• ENTRIES:
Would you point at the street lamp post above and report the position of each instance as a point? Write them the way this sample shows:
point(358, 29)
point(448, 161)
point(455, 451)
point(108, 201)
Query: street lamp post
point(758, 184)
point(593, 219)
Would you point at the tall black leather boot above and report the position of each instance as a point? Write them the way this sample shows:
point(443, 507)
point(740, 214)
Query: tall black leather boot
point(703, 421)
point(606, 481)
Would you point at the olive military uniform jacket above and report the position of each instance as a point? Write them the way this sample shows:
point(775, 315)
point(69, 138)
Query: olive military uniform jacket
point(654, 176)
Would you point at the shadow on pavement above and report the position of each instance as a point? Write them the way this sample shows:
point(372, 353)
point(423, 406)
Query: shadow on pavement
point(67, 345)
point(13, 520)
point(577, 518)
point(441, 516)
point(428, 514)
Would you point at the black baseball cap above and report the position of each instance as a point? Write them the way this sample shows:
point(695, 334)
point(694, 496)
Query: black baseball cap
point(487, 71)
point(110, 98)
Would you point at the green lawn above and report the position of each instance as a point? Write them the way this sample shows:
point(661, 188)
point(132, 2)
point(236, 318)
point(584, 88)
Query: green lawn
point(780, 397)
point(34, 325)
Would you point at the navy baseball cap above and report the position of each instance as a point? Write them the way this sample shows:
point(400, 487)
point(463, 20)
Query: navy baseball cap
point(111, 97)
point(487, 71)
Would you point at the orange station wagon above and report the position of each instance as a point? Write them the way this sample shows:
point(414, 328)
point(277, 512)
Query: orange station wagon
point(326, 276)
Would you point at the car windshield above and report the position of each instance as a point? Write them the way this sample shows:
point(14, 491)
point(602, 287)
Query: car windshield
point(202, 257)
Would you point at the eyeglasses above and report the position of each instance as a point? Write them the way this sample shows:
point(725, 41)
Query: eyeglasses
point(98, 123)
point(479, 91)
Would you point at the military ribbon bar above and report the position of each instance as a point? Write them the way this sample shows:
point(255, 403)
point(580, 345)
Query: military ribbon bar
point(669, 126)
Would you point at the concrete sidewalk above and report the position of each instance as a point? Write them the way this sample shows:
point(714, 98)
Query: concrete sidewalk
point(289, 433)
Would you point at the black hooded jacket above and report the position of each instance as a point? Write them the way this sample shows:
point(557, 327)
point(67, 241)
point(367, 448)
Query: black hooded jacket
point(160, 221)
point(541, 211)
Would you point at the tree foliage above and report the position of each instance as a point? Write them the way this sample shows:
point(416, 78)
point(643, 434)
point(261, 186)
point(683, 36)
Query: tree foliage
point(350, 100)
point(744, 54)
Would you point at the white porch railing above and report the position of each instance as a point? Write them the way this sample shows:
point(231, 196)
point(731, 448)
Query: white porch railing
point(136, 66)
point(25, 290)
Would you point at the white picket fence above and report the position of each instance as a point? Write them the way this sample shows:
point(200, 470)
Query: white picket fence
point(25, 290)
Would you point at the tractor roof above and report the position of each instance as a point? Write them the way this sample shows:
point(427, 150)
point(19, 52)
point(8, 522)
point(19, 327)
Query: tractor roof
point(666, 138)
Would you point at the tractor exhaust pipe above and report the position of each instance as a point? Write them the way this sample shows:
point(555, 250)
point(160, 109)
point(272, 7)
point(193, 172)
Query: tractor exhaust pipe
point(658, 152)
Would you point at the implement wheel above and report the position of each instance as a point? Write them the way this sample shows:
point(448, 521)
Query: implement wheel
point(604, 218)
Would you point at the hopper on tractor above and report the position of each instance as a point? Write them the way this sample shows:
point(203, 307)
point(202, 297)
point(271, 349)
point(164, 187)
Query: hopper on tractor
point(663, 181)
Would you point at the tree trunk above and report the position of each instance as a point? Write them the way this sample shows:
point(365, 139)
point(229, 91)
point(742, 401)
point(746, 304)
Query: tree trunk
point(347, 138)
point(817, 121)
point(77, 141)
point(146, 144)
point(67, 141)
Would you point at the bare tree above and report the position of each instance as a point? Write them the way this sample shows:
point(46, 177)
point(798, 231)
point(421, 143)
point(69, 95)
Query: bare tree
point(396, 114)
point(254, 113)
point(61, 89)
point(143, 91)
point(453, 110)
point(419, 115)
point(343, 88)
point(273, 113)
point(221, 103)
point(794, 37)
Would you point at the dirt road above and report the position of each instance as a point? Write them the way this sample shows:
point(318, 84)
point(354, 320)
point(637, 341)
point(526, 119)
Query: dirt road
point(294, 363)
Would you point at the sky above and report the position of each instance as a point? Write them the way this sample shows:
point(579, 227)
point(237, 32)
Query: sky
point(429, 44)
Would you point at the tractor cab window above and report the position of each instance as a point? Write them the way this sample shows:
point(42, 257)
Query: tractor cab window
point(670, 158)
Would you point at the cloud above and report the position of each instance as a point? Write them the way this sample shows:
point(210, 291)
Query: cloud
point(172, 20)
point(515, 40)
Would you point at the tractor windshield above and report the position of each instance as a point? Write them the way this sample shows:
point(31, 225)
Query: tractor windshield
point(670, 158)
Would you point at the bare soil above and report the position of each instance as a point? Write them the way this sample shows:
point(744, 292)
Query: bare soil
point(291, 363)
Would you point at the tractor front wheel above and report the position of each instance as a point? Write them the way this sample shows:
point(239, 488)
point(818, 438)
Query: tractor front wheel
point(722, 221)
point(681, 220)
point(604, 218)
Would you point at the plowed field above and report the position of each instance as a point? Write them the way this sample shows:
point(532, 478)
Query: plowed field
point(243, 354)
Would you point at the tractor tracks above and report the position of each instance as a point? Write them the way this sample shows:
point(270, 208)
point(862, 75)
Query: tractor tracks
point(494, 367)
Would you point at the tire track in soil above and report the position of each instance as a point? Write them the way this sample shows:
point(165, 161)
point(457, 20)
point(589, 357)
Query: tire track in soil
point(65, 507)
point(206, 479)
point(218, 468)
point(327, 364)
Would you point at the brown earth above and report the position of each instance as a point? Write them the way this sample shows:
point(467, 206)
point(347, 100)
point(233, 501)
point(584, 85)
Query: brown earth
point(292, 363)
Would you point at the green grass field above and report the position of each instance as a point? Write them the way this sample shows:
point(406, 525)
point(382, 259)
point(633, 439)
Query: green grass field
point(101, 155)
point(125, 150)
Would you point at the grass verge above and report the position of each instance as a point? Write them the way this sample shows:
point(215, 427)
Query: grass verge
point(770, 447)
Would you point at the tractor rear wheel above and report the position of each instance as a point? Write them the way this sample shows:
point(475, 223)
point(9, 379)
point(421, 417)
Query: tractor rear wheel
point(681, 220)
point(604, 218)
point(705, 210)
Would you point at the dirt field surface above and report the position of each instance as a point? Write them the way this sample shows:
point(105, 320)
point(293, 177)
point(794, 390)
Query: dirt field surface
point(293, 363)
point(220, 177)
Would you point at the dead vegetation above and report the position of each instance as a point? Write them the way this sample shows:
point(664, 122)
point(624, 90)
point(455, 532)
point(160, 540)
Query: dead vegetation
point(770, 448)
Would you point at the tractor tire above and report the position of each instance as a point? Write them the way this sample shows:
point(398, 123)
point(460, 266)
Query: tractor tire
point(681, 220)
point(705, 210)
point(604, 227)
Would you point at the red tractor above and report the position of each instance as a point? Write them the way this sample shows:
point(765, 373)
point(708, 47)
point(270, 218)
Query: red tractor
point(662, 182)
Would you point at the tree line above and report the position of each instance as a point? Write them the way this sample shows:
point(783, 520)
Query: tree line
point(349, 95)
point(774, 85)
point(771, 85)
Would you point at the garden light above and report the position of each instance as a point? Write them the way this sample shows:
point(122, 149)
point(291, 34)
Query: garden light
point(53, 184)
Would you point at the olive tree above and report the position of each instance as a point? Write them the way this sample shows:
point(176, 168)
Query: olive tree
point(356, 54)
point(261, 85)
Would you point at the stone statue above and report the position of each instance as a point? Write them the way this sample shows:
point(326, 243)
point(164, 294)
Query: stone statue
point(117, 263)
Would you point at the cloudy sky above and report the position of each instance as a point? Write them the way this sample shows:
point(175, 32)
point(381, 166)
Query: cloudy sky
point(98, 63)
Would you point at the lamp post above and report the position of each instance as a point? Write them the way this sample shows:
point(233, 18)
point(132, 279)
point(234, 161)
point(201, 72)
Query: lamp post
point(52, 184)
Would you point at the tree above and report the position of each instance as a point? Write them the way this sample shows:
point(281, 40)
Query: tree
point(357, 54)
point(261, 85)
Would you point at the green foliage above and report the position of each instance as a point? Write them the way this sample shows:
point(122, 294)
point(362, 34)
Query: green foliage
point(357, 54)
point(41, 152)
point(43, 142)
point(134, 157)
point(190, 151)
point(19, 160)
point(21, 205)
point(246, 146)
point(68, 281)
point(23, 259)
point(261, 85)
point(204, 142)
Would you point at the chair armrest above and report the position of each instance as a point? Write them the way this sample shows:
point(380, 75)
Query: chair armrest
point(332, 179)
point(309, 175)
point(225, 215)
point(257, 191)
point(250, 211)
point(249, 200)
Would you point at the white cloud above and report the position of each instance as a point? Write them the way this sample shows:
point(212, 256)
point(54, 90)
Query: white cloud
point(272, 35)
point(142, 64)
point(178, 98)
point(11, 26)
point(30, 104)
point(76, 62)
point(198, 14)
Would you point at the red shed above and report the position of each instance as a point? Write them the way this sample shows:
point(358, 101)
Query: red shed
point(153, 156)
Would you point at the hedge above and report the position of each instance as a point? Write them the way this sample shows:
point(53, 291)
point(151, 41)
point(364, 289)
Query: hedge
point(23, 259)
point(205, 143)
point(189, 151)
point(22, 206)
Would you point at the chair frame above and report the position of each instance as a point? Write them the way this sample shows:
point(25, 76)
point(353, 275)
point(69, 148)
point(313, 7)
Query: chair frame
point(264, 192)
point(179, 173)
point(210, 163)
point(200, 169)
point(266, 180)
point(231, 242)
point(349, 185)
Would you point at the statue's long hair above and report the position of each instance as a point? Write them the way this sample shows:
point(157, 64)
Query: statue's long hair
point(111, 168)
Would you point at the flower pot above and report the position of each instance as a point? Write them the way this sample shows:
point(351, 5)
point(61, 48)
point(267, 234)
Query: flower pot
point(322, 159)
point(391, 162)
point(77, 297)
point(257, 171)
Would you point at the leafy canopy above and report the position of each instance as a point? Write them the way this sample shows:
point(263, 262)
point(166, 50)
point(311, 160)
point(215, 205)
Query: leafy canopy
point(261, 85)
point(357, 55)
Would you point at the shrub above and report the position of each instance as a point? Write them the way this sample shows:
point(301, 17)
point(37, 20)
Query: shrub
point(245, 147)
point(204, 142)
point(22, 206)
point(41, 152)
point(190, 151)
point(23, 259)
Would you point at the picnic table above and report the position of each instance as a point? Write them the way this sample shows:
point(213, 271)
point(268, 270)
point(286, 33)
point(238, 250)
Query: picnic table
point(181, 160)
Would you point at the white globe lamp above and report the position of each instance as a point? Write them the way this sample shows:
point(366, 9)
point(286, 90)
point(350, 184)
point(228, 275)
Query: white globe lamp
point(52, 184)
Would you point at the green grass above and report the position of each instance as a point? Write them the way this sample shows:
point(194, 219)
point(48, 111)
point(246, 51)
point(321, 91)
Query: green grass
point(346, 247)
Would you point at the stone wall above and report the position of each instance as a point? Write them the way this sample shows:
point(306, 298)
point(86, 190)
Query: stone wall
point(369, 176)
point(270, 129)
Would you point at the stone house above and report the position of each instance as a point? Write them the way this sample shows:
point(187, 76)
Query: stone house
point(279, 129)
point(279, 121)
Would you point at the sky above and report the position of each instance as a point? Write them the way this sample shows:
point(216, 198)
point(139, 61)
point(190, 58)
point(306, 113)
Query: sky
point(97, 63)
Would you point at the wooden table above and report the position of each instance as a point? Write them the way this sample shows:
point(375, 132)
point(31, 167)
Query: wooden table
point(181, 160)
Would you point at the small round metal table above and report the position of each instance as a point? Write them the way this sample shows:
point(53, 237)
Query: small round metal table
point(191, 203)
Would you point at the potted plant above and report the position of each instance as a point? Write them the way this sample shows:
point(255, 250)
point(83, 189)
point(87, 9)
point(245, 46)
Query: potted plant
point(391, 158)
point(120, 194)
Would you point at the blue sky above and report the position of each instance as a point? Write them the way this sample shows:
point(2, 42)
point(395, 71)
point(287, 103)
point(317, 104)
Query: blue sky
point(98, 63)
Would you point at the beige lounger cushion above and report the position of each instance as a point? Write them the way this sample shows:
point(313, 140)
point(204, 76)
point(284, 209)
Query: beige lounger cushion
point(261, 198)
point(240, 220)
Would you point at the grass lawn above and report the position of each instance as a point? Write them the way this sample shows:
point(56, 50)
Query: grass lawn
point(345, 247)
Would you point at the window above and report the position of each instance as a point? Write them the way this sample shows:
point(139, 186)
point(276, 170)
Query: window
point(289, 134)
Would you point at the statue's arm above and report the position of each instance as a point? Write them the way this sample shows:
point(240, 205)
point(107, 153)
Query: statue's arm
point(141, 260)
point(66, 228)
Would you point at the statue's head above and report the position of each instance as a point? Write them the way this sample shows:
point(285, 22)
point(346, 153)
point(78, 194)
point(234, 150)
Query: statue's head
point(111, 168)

• THE TASK:
Please set out the part of the listing above that opens with the line containing "Would you point at the stone house" and closes with the line containing "point(289, 134)" as a numbered list, including both of those lines and leaving out any blank lines.

• ANSWER TO THE EXERCISE:
1. Would you point at the stone house above and report the position of each instance as a point? Write them the way this sample shows:
2. point(187, 76)
3. Query: stone house
4. point(279, 129)
5. point(279, 121)
6. Would you point at the sky above and report the position of each instance as a point? Write them the way this sample shows:
7. point(216, 198)
8. point(139, 61)
9. point(190, 58)
10. point(306, 113)
11. Query: sky
12. point(97, 63)
13. Would you point at the wooden table above and report the position of each instance as a point? Write them the way this sample shows:
14. point(375, 132)
15. point(31, 167)
16. Query: wooden table
17. point(181, 160)
18. Would you point at the small round metal table above and report the position of each instance as a point? Write them the way this sample shows:
19. point(53, 237)
20. Query: small round metal table
21. point(191, 203)
22. Would you point at the potted plant above and report the position of each instance as a point? Write them the way this sample shows:
23. point(255, 250)
24. point(83, 189)
25. point(87, 9)
26. point(245, 46)
27. Query: potted plant
28. point(391, 158)
29. point(120, 194)
30. Would you point at the blue sky above and report the position of each instance as a point? Write them the way this sample shows:
31. point(2, 42)
32. point(395, 71)
33. point(287, 103)
34. point(317, 104)
35. Query: blue sky
36. point(98, 63)
37. Would you point at the beige lounger cushion above and report the position of each instance as a point? Write them the way this sample shows:
38. point(313, 140)
39. point(204, 76)
40. point(284, 209)
41. Query: beige lounger cushion
42. point(261, 198)
43. point(240, 220)
44. Would you point at the grass lawn above and report the position of each instance as a point? Write them the way this sample shows:
45. point(56, 50)
46. Query: grass lawn
47. point(345, 247)
48. Would you point at the window above and report the position of each instance as a point? Write them the way this sample shows:
49. point(139, 186)
50. point(276, 170)
51. Query: window
52. point(289, 134)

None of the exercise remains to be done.